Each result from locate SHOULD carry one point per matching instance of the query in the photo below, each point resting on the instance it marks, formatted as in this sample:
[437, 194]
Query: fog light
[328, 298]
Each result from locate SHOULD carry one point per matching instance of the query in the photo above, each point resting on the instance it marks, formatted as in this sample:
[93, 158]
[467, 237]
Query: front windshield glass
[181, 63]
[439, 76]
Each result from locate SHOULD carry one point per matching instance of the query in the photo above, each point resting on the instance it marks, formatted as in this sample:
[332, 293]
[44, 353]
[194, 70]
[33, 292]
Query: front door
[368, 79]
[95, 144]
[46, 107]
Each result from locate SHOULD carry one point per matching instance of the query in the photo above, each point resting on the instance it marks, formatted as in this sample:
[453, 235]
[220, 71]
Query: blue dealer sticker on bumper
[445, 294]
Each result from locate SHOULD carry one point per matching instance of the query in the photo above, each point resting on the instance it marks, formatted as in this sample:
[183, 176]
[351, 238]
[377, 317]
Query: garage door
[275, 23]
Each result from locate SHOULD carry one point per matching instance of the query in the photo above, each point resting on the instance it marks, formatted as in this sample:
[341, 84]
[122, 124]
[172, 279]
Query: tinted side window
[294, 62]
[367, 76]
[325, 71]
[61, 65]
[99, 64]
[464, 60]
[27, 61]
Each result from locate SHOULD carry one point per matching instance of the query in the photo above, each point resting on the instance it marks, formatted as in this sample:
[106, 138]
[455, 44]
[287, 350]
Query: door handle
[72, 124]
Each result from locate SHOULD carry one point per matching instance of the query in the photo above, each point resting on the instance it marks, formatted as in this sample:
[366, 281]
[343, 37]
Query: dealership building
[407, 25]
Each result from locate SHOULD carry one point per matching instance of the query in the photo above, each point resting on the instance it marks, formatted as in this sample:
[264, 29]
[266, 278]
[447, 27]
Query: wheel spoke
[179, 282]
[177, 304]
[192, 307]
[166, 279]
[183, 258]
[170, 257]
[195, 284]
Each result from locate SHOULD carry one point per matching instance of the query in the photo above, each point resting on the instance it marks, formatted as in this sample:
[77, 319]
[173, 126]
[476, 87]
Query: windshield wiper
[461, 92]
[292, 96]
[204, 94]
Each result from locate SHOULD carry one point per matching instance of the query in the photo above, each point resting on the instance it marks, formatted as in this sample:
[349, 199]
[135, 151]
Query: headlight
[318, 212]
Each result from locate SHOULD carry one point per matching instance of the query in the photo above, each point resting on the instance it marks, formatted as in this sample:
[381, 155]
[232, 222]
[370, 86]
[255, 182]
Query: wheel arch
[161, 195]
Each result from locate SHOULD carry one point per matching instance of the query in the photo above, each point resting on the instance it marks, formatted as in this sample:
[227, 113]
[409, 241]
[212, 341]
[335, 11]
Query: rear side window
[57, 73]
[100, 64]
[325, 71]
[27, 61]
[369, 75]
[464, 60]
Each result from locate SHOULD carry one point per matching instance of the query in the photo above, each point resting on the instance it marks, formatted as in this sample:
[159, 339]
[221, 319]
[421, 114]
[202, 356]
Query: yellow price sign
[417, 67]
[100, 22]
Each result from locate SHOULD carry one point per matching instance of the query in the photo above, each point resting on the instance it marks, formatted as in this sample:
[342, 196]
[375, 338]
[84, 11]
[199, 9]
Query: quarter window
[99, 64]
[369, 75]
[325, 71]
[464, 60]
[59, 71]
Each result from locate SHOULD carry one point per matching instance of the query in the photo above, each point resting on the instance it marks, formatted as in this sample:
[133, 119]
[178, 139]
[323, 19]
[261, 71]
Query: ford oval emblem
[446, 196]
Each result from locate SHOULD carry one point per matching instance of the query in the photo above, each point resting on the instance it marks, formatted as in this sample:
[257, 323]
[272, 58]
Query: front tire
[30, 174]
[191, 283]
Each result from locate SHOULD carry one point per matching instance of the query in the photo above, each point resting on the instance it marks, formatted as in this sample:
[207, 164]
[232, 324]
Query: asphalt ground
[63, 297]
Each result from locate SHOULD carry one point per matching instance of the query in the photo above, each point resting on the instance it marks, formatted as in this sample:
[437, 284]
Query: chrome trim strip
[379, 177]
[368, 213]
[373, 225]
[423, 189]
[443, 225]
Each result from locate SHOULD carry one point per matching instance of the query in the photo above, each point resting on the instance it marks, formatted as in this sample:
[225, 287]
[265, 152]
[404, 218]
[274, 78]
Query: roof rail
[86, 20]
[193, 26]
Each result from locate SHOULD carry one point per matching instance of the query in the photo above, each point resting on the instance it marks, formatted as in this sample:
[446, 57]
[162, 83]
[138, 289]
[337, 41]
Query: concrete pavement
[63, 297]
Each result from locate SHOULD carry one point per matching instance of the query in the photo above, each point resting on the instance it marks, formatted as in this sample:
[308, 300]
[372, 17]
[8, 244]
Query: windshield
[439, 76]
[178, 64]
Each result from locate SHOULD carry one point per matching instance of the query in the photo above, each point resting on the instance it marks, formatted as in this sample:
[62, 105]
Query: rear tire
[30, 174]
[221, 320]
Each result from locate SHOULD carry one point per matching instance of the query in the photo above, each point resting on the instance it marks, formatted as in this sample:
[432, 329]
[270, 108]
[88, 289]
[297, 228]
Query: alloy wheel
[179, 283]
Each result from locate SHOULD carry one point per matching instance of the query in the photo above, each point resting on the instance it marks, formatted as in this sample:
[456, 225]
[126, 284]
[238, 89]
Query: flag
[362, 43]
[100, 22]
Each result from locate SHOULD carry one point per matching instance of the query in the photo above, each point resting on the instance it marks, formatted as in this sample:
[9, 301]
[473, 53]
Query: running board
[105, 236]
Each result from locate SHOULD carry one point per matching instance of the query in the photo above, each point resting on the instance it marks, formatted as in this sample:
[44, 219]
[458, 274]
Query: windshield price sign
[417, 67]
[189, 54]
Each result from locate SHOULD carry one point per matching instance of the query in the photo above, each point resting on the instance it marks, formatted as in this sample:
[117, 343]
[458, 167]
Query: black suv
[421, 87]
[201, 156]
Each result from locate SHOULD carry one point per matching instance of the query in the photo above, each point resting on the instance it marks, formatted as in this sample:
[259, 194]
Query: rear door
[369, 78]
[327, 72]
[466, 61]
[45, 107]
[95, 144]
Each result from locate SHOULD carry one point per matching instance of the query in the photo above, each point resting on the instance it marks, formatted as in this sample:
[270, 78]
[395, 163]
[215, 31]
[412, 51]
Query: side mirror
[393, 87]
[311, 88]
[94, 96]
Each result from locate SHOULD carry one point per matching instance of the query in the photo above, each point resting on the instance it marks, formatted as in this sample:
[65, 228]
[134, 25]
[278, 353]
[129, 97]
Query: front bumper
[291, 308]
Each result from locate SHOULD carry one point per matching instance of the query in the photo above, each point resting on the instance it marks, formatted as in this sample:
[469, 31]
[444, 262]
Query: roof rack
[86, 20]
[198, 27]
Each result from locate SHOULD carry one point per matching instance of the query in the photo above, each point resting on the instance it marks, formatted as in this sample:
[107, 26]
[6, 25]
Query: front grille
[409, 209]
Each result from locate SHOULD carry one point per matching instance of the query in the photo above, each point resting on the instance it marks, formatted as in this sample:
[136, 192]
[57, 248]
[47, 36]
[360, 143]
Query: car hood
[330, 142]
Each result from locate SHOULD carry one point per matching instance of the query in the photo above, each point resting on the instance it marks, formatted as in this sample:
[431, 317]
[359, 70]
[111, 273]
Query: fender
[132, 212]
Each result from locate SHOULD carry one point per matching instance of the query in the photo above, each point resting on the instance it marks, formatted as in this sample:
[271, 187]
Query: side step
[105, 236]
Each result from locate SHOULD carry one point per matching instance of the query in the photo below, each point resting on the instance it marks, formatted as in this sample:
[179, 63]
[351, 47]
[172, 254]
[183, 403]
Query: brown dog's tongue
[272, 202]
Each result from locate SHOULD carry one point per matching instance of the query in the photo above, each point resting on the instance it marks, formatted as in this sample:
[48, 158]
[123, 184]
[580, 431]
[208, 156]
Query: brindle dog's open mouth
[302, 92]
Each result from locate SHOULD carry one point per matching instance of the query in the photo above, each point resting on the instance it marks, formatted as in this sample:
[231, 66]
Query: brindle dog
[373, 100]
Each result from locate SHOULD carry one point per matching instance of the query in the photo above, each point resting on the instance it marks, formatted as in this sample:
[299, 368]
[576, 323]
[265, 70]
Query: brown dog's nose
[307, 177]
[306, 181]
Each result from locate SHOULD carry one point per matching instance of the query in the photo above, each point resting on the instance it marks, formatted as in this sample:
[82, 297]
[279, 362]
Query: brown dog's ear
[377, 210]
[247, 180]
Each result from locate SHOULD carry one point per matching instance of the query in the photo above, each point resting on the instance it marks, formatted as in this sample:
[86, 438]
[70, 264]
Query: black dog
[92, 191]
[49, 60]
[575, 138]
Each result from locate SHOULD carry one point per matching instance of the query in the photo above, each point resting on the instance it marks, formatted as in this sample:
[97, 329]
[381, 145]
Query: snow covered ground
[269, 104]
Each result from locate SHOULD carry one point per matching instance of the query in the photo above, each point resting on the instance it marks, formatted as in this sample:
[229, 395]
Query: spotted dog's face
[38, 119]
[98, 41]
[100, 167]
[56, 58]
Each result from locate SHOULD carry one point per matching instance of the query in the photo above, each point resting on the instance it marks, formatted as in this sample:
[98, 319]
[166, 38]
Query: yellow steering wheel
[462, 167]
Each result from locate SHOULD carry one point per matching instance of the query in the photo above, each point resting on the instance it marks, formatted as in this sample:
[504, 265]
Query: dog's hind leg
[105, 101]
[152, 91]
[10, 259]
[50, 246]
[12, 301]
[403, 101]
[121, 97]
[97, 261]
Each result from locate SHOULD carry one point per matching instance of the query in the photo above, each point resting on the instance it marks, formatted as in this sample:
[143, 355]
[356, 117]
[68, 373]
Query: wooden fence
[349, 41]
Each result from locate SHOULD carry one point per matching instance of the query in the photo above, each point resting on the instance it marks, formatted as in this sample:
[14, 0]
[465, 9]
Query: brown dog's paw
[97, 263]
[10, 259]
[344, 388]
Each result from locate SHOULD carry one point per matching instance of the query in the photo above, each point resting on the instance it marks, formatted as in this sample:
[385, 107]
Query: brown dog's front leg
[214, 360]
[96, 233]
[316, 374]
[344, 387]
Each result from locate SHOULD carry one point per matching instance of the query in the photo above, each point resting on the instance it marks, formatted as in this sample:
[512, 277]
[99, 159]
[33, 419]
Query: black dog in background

_Task requirements_: Only these are to be transcribed: the line with "Query: brown dog's paw" and every line after it through the last line of the entries, each exactly.

_Answer for this exercise_:
Query: brown dog's paw
[97, 263]
[10, 259]
[344, 388]
Each result from locate SHOULD carry one point per matching instance of the query in the photo above, each point resting on the instance it marks, formatted as in this sample:
[385, 107]
Query: brown dog's front leg
[214, 360]
[96, 233]
[316, 374]
[344, 387]
Each result from locate SHOULD carry one point per matching instance of the query in the photo above, each point resting on the instance it marks, formatted as in this sample:
[512, 277]
[99, 159]
[33, 419]
Query: black dog in background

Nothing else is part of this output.